Perguntas:
#1 Repita, sem nenhuma alteração, o trecho do texto sobre o Coletivo Tibira que vai de "A terra tremerá" até "no interior paulista.".
#2 Responda às perguntas abaixo com base no texto sobre o Coletivo Tibira:
(a) Quantos anos tem a rapper Katú Mirim?
(b) Em que mês e ano surgiu o Coletivo Tibira?
(c) Em que país mora a correspondente do coletivo?

Trecho do documento:
==============================
A terra tremerá como nunca tremeu antes”, anuncia Katú Mirim, na música “Aguyjevete”, que faz parte do seu recém-lançado EP, Nós. Os versos da rapper de 33 anos da etnia Boe Bororo (também batizada pelo povo Guarani M’bya) falam sobre como o racismo velado e a cultura de exaltação dos bandeirantes ainda marcam o Brasil. “Não tem como não fazer uma música que não fale sobre isso, sendo que é o que bate na minha porta desde que nasci”, explica ela, que foi criada por uma família evangélica branca no interior paulista.
A recepção das músicas, no entanto, esbarra no próprio preconceito sobre o qual elas falam. Soma-se a isso a bissexualidade da rapper que, muitas vezes, é vista pelos não indígenas com um espanto que pode ser resumido na indagação: “Mas existe índio gay?” Foi para responder a essa pergunta que Katú se juntou a amigos de outras etnias a fim de mostrar que pensar a sexualidade não é uma exclusividade branca.
Em maio de 2019, veio à luz o Coletivo Tibira, o qual reúne indígenas LGBT+ que são artistas, ativistas, acadêmicos ou que só querem dar close como forma de afirmação. Entre os idealizadores, além de Katú, estão Neimar Kiga, Tanaíra Terena e Danilo Tupinikim. À Elástica, eles contam a história do grupo, suas vivências e os desafios de ser resistência há 520 anos.
Danilo Tupinikim (estudante de ciência política da Universidade de Brasília, 20 anos, povo Tupinikim): A Katú teve a ideia da gente se articular para trazer representatividade dentro do contexto indígena. Nossa intenção é combater esse vírus da LGBTfobia, porque muitos dos nossos sofriam calados por se acharem errados. Depois que criamos a página, vários indígenas vieram falar que passam pelas mesmas situações.
Neimar Kiga (designer, mestrando em antropologia social pela UFMS, 23 anos, povo Boe Bororo): Existem muitas pessoas dentro das comunidades [indígenas] que não podem falar sobre esse assunto. Eu mesmo cresci sem me ver representado nem como indígena, hoje gosto de acompanhar pessoas como a [ativista guarani e mestre em psicologia social] Geni Núñes, o Erisvan Guajajara [criador da Mídia Índia] e a Katrina Malbem [primeira candidata trans em um concurso de beleza indígena]. Fazer parte do coletivo me fez perceber o quanto somos importantes para quem não se sente representado em lugar nenhum.
Tanaíra Terena (geógrafa, mestra em antropologia social, 29 anos; povo Terena):
Temos uma correspondente que mora no Canadá, e estamos no processo de construção dessa rede de contatos com os demais parentes, mas o retorno já tem sido bem positivo. O coletivo traz um recorte que a comunidade LGBT precisa acrescentar na discussão.
==============================
Trechos de um conjunto de dados:
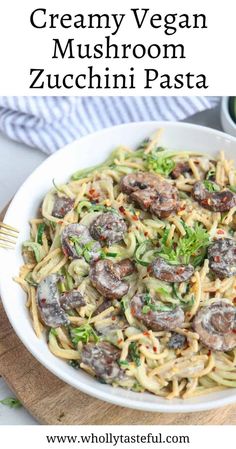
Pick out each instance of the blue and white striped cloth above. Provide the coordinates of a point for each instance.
(48, 123)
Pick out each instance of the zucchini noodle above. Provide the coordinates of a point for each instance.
(147, 360)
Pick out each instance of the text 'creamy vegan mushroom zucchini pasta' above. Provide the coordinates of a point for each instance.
(131, 271)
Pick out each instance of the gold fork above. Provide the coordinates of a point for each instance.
(8, 236)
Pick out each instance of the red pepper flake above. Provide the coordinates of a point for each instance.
(65, 252)
(146, 333)
(122, 209)
(93, 194)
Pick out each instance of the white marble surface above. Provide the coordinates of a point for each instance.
(17, 161)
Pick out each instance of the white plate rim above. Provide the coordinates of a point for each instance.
(169, 407)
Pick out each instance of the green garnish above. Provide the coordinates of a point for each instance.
(74, 364)
(189, 247)
(37, 249)
(140, 251)
(83, 333)
(61, 286)
(146, 309)
(134, 353)
(11, 402)
(162, 164)
(123, 363)
(40, 232)
(211, 186)
(111, 254)
(210, 174)
(137, 387)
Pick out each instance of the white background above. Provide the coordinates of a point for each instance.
(12, 176)
(210, 51)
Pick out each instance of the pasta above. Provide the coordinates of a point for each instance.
(160, 251)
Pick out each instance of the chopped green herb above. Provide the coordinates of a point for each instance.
(210, 174)
(134, 353)
(83, 333)
(137, 387)
(162, 164)
(61, 286)
(11, 402)
(124, 304)
(146, 309)
(140, 251)
(189, 248)
(74, 364)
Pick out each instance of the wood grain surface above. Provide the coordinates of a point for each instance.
(51, 401)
==============================
Respostas por item:
#1
A terra tremerá como nunca tremeu antes”, anuncia Katú Mirim, na música “Aguyjevete”, que faz parte do seu recém-lançado EP, Nós. Os versos da rapper de 33 anos da etnia Boe Bororo (também batizada pelo povo Guarani M’bya) falam sobre como o racismo velado e a cultura de exaltação dos bandeirantes ainda marcam o Brasil. “Não tem como não fazer uma música que não fale sobre isso, sendo que é o que bate na minha porta desde que nasci”, explica ela, que foi criada por uma família evangélica branca no interior paulista.

#2
(a) 33 anos.
(b) Maio de 2019.
(c) No Canadá.